May I have, exactly as written, the line containing "Extract black water" and every line after it through the end of the listing below, and nothing else?

THE INPUT Start Marker

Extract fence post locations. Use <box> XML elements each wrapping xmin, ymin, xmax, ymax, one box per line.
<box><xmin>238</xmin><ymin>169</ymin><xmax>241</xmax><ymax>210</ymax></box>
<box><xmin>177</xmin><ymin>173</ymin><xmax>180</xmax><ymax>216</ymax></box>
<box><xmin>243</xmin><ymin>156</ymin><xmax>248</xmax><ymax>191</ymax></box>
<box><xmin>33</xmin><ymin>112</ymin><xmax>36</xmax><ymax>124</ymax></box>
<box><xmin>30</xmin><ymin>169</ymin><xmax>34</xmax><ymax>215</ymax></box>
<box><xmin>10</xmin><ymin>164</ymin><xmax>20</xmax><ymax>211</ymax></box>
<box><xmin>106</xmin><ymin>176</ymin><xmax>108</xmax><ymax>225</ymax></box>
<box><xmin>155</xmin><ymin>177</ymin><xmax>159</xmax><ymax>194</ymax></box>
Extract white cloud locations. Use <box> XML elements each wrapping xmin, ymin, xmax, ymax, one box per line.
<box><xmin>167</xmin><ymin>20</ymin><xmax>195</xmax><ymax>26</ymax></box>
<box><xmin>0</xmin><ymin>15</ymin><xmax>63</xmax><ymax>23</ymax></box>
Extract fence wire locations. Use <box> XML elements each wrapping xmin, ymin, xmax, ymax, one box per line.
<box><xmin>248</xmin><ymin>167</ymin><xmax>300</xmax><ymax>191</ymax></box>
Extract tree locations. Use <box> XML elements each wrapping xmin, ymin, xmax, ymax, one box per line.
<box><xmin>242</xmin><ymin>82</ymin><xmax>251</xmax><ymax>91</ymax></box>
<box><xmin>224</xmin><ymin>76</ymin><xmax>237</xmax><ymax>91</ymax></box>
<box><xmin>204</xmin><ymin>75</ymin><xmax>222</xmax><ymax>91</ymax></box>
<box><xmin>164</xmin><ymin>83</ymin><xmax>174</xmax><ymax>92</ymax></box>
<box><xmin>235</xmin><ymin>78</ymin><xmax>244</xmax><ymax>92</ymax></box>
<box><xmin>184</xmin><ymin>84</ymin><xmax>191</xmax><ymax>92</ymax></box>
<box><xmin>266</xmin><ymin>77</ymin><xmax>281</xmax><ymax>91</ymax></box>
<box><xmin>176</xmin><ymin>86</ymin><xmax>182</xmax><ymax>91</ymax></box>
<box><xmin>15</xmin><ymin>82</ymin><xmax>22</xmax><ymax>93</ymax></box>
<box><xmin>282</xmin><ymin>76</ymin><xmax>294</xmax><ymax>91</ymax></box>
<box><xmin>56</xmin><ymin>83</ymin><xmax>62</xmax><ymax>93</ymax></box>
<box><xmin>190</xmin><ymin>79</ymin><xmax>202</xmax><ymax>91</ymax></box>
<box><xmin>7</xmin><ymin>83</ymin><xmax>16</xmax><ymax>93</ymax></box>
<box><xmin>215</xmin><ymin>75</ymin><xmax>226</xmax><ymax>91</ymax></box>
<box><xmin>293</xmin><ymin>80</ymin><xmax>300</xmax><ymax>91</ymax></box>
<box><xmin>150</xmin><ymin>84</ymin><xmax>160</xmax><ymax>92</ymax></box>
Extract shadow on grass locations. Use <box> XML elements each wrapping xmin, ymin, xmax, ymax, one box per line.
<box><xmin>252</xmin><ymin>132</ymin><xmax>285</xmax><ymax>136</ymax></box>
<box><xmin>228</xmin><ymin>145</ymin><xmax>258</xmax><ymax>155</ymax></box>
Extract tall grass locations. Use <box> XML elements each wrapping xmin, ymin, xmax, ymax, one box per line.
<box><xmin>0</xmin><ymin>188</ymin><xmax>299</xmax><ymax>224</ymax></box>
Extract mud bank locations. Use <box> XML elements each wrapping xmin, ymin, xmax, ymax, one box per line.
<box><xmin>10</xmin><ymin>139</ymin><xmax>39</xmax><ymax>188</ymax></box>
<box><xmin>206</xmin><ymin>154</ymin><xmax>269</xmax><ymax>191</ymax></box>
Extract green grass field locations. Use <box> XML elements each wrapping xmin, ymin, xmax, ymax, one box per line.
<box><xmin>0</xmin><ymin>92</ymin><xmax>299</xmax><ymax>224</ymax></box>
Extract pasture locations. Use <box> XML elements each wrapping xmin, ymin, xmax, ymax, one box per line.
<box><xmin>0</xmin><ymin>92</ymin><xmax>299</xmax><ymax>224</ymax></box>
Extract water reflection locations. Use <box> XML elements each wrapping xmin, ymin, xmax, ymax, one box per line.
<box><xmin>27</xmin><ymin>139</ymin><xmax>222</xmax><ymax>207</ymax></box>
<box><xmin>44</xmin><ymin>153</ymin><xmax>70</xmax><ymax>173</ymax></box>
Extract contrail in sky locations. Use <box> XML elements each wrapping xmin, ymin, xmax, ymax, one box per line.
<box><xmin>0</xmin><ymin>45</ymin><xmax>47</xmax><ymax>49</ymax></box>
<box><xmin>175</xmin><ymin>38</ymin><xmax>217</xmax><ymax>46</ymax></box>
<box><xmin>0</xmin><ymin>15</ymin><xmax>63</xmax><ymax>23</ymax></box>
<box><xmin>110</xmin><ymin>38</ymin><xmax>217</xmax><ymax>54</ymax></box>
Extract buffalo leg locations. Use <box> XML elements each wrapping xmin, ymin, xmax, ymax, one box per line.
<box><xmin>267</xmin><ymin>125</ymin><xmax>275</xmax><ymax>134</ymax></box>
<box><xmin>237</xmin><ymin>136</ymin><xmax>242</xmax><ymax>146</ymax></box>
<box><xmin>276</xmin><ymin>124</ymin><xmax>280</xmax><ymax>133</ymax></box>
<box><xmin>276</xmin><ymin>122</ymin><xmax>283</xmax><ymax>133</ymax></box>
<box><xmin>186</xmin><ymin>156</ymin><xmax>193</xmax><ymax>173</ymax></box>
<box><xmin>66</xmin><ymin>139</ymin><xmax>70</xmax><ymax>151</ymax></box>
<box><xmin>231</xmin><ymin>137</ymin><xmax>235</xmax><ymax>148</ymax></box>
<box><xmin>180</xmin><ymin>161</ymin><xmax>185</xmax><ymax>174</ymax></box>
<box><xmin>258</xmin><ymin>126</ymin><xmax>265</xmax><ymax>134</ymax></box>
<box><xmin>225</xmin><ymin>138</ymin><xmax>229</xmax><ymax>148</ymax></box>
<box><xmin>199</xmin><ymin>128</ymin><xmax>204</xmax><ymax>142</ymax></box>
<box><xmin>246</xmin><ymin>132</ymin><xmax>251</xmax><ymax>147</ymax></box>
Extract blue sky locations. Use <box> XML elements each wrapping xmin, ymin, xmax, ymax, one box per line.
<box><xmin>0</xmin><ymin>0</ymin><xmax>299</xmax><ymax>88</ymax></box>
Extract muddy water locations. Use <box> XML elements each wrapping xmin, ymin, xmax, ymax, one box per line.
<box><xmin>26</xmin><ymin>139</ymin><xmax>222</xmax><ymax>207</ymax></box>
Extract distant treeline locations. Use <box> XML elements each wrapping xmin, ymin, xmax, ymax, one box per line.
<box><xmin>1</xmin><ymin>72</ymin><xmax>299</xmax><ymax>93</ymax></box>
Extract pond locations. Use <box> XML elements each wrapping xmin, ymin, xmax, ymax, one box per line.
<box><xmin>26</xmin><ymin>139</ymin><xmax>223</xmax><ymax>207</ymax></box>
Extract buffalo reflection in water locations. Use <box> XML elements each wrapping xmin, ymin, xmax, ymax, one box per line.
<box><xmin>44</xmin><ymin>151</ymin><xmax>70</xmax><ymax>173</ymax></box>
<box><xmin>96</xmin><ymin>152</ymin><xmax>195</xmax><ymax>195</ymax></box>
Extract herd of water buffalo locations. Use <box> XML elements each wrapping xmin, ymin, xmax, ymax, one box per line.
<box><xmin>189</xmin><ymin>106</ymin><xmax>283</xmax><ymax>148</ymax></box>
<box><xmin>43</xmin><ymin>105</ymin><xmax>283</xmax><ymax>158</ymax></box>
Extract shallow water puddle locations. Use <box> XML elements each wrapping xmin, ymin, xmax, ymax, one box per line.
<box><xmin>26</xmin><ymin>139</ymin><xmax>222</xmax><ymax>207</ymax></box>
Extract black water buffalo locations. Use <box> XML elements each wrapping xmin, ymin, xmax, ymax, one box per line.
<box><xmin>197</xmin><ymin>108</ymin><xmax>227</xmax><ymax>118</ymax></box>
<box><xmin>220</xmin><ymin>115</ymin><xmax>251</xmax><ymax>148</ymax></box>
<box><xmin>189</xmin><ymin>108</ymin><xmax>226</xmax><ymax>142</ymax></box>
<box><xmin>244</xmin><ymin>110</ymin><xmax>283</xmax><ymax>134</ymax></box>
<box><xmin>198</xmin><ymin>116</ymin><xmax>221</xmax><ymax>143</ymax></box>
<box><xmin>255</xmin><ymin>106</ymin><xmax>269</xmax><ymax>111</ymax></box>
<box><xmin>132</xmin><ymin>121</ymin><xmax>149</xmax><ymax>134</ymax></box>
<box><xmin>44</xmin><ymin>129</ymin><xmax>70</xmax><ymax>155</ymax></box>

THE INPUT End Marker

RESPONSE:
Extract black water buffalo locations. Use <box> XML elements each wrapping xmin, ymin, xmax, ymax, one box per line.
<box><xmin>197</xmin><ymin>108</ymin><xmax>227</xmax><ymax>118</ymax></box>
<box><xmin>220</xmin><ymin>115</ymin><xmax>251</xmax><ymax>148</ymax></box>
<box><xmin>189</xmin><ymin>108</ymin><xmax>226</xmax><ymax>142</ymax></box>
<box><xmin>244</xmin><ymin>110</ymin><xmax>283</xmax><ymax>134</ymax></box>
<box><xmin>198</xmin><ymin>116</ymin><xmax>221</xmax><ymax>143</ymax></box>
<box><xmin>255</xmin><ymin>106</ymin><xmax>269</xmax><ymax>111</ymax></box>
<box><xmin>132</xmin><ymin>121</ymin><xmax>149</xmax><ymax>134</ymax></box>
<box><xmin>44</xmin><ymin>129</ymin><xmax>70</xmax><ymax>155</ymax></box>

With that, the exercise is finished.